• _Set problem_
Reproduce the part of the listing below that opens with the line containing "of the excavator" and closes with the end of the listing, keeping its request lines. In the answers, offset every coordinate by adding 4.

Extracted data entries
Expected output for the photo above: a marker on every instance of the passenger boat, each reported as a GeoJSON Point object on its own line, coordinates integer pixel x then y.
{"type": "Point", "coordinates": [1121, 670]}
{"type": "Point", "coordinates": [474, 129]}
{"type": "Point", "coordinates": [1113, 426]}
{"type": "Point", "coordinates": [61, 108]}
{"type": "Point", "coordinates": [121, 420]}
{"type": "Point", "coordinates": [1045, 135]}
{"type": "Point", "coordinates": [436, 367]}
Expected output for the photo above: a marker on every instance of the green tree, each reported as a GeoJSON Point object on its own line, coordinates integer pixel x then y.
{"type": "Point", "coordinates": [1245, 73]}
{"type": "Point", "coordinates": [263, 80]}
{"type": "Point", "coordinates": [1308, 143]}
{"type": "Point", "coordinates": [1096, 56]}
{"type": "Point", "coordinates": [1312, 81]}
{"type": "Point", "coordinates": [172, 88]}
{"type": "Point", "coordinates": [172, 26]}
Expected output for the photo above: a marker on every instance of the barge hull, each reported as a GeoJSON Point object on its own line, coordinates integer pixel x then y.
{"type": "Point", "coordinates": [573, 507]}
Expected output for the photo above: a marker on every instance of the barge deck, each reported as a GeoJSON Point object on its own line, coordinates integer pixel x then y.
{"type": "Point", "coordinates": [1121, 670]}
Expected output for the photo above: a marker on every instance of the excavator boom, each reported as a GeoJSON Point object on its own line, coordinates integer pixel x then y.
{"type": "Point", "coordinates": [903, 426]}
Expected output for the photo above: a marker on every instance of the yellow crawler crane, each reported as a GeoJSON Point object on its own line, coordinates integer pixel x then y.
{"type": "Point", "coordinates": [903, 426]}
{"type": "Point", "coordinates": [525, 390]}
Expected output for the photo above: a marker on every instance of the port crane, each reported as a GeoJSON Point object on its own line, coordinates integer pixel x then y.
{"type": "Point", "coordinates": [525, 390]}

• _Written solution_
Expected output for the photo above: a marker on every instance of the excavator boom, each reported as a GeoJSON Point object on its own line, coordinates integer pixel x then y.
{"type": "Point", "coordinates": [907, 430]}
Expected output for the photo above: a marker on every instance of the yellow crawler crane, each reported as a GeoJSON Point object on its own line, coordinates integer pixel x then y.
{"type": "Point", "coordinates": [907, 430]}
{"type": "Point", "coordinates": [529, 394]}
Expected output for the photo above: a marker on every instance of the port crane, each reported as a GeoJSON Point object on its own line, coordinates integer pixel x then y.
{"type": "Point", "coordinates": [529, 394]}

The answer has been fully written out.